*Instruction*. Copy the data again, starting with the line that contains "Mark the chrome faucet, one" and going on through the end of the data. Keep the requests unchanged, but multiply every coordinate in the answers by 1.45 and round each result to a whole number, rounding halves up.
%%
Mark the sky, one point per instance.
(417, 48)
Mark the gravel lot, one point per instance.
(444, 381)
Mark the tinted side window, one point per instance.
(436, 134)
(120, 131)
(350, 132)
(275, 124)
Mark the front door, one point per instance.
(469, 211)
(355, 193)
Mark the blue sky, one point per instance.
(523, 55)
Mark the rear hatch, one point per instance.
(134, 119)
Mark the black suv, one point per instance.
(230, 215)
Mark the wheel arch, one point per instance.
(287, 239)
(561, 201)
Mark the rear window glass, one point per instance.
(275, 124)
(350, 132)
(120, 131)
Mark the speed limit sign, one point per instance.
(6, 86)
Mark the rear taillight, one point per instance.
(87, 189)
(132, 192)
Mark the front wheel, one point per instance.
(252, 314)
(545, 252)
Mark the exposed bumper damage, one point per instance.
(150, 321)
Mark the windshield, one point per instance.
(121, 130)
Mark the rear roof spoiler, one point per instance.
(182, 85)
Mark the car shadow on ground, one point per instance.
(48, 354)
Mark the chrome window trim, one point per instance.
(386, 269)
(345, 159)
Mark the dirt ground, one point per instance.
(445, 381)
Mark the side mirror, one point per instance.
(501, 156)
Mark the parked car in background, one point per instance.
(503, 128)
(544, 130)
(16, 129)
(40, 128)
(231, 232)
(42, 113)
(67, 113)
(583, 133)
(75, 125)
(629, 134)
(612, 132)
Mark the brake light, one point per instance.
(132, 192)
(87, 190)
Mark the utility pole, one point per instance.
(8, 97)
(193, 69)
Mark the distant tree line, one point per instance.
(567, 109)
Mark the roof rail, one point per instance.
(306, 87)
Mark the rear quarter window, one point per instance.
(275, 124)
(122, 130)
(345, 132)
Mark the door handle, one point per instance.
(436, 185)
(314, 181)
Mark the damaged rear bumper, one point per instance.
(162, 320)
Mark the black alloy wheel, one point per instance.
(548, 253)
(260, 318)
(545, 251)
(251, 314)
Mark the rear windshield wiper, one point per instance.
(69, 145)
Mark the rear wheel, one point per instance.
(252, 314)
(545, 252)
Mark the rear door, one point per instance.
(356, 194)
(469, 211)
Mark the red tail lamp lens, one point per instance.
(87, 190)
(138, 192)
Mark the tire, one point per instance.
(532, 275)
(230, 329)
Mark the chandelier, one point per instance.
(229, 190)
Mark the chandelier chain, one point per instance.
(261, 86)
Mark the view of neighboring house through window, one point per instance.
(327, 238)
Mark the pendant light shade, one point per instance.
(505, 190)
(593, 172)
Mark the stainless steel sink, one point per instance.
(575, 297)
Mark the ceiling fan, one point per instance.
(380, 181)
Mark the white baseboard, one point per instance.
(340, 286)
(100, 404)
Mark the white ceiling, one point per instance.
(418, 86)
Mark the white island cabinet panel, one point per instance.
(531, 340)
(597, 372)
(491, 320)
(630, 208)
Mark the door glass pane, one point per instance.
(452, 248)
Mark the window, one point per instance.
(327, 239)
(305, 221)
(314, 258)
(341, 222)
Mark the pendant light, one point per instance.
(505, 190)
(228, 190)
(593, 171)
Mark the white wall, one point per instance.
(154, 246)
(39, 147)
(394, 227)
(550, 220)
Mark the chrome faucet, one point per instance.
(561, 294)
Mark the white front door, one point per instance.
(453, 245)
%%
*Response to this task*.
Mark the chrome faucet, one point per instance.
(813, 426)
Mark the white front door, one point per instance.
(657, 355)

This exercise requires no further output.